Segment Start: Text excerpt
Fight skin cancer on ‘Melanoma Monday’

Posted: Updated:
PHOENIX (3TV/CBS 5) -

Valley dermatologists are hoping to raise awareness about the risks of skin cancer by offering free skin cancer screenings on “Melanoma Monday.”

3TV and Cancer Treatment Centers of America offered the free screenings Monday from 8 a.m. to noon at Desert Ridge Marketplace. Last year at this event, doctors were able to screen 250 people. This year they were hoping to accommodate as many as 300 people.

Of all the different types of skin cancer, melanoma is said to be the most deadly. This is a tricky cancer that can develop on the eye, underneath the fingernails, inside the nose and mouth, and in recent years, the incidence of melanoma seems to be on the rise.

Arizona has a higher skin cancer rate (melanoma and non-melanoma) than any other state in the U.S. Our state is second only to Australia. Given our ample supply of sunshine, early detection and prevention are critical.

On Monday's Good Morning Arizona, we met a patient who shared his firsthand experience with skin cancer. Shawn Patterson was first diagnosed with metastatic melanoma at the age of 16. He had a bruise on his thumb that "would not go away." He waited years before getting it checked.

By the time he was checked, it was melanoma, and had spread to his lymph nodes and armpits. He has been getting treatment at Cancer Treatment Centers of America since May 2014.

When he arrived, the melanoma had spread from his hand to his arm to his lungs and beyond.
Segment End: Text excerpt
Segment Start: Records shown
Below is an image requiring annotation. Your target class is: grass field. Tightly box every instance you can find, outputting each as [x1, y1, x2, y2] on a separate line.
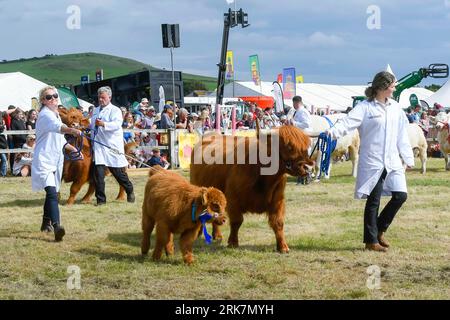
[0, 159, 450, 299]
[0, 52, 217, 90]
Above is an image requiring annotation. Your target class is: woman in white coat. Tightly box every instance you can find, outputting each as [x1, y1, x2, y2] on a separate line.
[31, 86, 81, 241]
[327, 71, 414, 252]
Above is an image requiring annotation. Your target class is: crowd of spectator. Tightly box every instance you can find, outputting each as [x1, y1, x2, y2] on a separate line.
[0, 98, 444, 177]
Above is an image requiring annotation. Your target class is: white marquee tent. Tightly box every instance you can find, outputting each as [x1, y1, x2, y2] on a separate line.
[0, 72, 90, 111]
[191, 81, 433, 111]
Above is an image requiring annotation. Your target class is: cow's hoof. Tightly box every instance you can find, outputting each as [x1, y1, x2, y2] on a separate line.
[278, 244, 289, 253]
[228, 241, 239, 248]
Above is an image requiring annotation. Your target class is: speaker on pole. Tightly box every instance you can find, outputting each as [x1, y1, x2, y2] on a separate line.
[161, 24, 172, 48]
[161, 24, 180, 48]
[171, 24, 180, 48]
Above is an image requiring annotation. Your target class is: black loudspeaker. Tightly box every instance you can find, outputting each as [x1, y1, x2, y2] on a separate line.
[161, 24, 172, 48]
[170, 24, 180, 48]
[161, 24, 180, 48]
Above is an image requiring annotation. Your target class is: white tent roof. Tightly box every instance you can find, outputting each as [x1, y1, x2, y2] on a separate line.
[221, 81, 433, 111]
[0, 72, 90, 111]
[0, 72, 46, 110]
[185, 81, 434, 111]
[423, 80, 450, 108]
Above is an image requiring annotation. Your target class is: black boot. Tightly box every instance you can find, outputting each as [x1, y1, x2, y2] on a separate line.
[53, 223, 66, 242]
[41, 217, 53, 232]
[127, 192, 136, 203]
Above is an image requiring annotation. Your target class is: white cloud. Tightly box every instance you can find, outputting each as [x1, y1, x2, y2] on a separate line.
Segment End: Records shown
### Exercise tasks
(a) Translate this sentence from the Melanoma Monday article into Spanish: "Arizona has a higher skin cancer rate (melanoma and non-melanoma) than any other state in the U.S."
(b) Answer these questions from the Melanoma Monday article:
(i) Where were the free screenings held?
(ii) How many people did doctors screen at last year's event?
(iii) At what age was Shawn Patterson first diagnosed with metastatic melanoma?
(c) Please carry the Melanoma Monday article forward, starting after its final sentence.
The records are not needed for any of the tasks.

### Numbered responses
(a) Arizona tiene una tasa de cáncer de piel (melanoma y no melanoma) más alta que cualquier otro estado de EE. UU.

(b)
(i) Desert Ridge Marketplace
(ii) 250 people
(iii) 16

(c)
After an innovative treatment of Interleukin-2 (Il-2), first scans have shown his lung tumors are now gone! Outpatient IL-2 treatment is unique to CTCA and just a handful of other hospitals (no others in Arizona).

"I think the big thing is early detection," he says.

Dr. James Pehoushek of Allergy & Dermatology Specialists gave us basic tips for prevention of skin cancer:

-Always use a sunscreen with an SPF 15 or higher, and make sure to constantly reapply, especially if you are going to be swimming. Evidence of a tan indicates that the radiation received has overcome the protection afforded by the sunscreen.

-Try to stay inside between the hours of 11 a.m. and 3 p.m.

-Cover up as much as possible if you have to be outdoors during the high intensity hours.

- Watch for moles or marks that are changing in size, color or elevation and reach out to a doctor if you notice those changes.

-No tanning beds.

So, how do you know if a spot is a freckle or skin cancer and how do you know when to see a doctor? Knowing the "A, B, C, D and Es" of your body will lead to early detection:

A.

Asymmetry of a mole

B.

Borders that are irregular

C.

Color change in a mole that you already have

D.

Diameter greater than 6 mm (larger than the size of an eraser on a pencil)

E.

Evolving. Have you noticed any other changes such as bleeding, itching or puss coming from the mole? These may be signs of a malignant mole so seek medical assistance.

Melanoma Risk Factors:

Melanoma is more common in people with white, fair skin and those who have experienced high levels of UV exposure. Sunburns, often experienced during childhood, and the use of sun beds, are two risk factors associated with melanoma.

Melanoma Monday aims to encourage people to examine their skin regularly and seek medical assistance if there are recognized signs of a malignant mole. Early detection and treatment is associated with a much higher survival rate.

Early detection is crucial for treatment success. As with many other types of cancer, treatments are more successful when there is early detection. However, unlike most cancers, melanoma does normally not respond well to chemotherapy, radiotherapy or medication.

When melanoma is at a later stage and has metastasized, or spread to other parts of the body, treatment options are limited, and palliative care is the main course of action.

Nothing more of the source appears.